▸ To do:
Below are records to be transcribed exactly; any pictures should be left out.

Top of Records for the exercise

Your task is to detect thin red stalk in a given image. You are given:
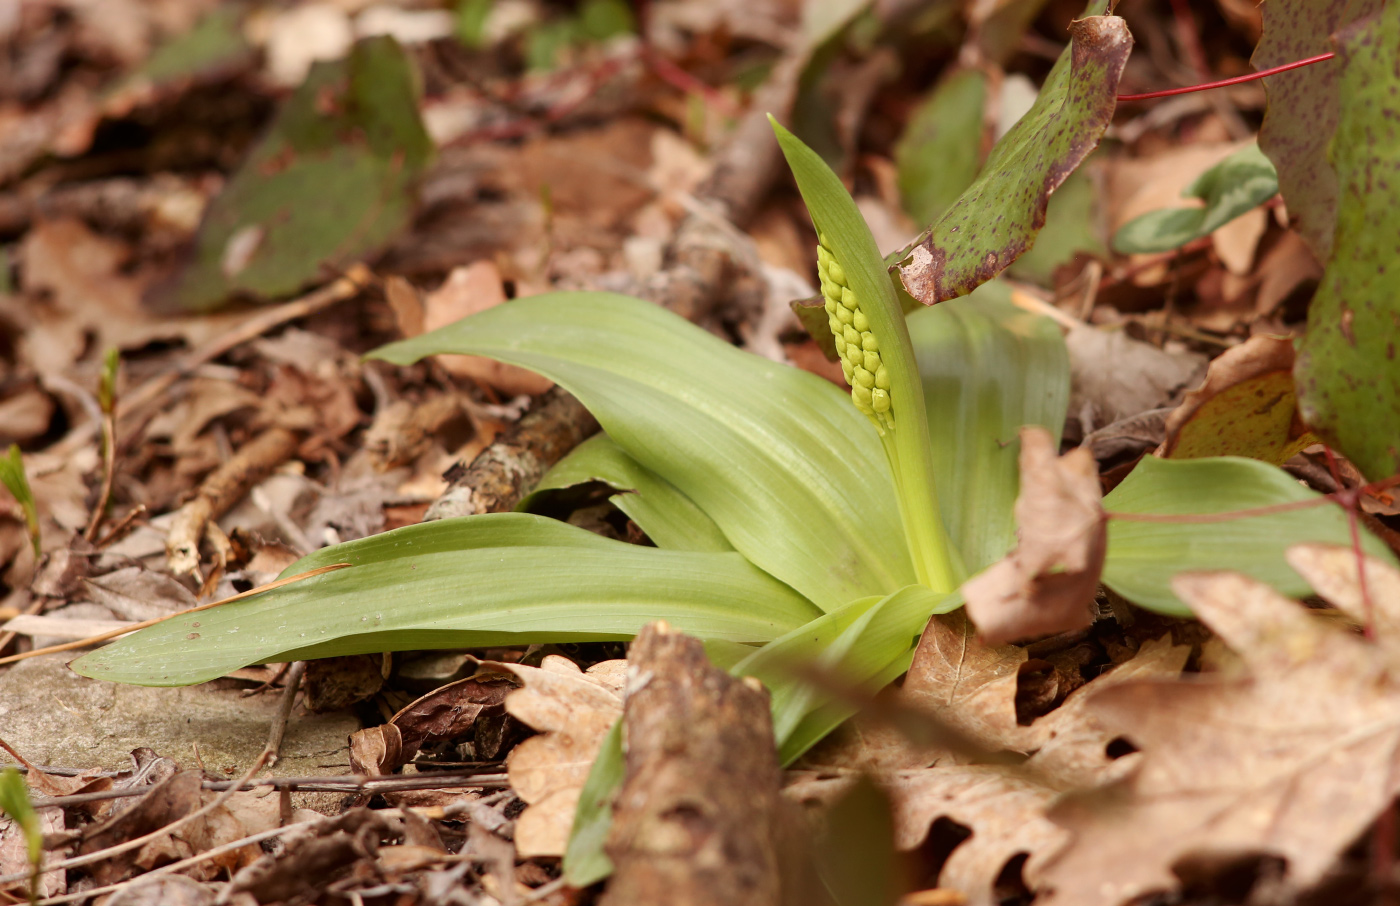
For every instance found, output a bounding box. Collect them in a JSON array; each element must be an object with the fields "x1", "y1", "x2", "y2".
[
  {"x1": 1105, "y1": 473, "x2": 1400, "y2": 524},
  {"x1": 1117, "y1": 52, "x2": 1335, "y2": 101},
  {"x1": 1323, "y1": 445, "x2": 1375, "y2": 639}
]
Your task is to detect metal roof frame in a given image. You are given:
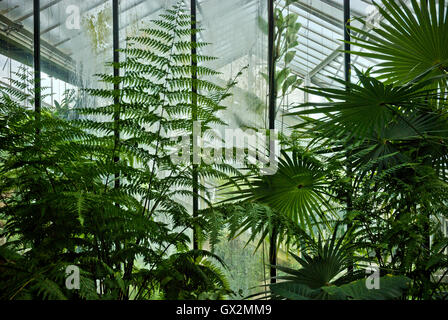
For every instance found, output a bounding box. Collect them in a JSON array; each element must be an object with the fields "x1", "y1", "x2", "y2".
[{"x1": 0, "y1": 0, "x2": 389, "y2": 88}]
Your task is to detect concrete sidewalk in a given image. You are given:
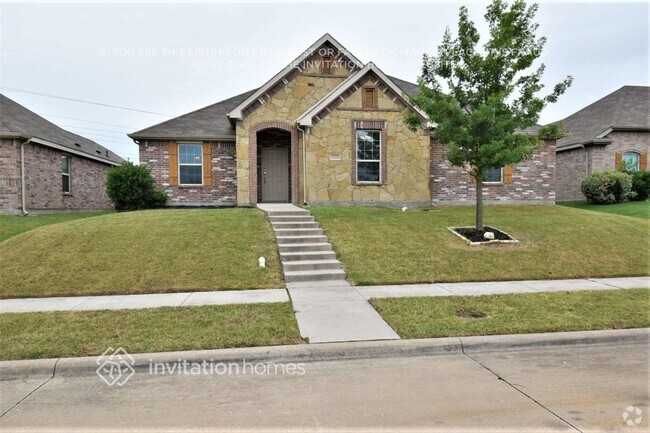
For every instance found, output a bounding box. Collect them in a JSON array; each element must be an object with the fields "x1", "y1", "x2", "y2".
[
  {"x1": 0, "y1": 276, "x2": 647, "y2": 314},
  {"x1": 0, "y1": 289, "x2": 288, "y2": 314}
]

Bottom of Records for the exercise

▸ Exercise solution:
Your task is to detect thin red stalk in a given image. You are given:
For every instance found, output a bounding box. Collect them in a JSON array; each element must be an object with the fields "x1", "y1", "x2", "y2".
[
  {"x1": 1105, "y1": 473, "x2": 1400, "y2": 524},
  {"x1": 1117, "y1": 52, "x2": 1335, "y2": 101},
  {"x1": 1323, "y1": 445, "x2": 1375, "y2": 639}
]
Your task is to detect metal roof frame in a given image. You are given:
For every instance found, output a bounding box. Collect them in a JSON array; each element must be an object with the fields "x1", "y1", "x2", "y2".
[{"x1": 0, "y1": 0, "x2": 389, "y2": 88}]
Your task is to detect concrete sidewalk in a given image. You are given:
For every instance found, output a bounding box. Collect them in a JSON array; each element must be an object with the fields "x1", "y1", "x2", "y2".
[
  {"x1": 0, "y1": 276, "x2": 647, "y2": 314},
  {"x1": 0, "y1": 289, "x2": 288, "y2": 314}
]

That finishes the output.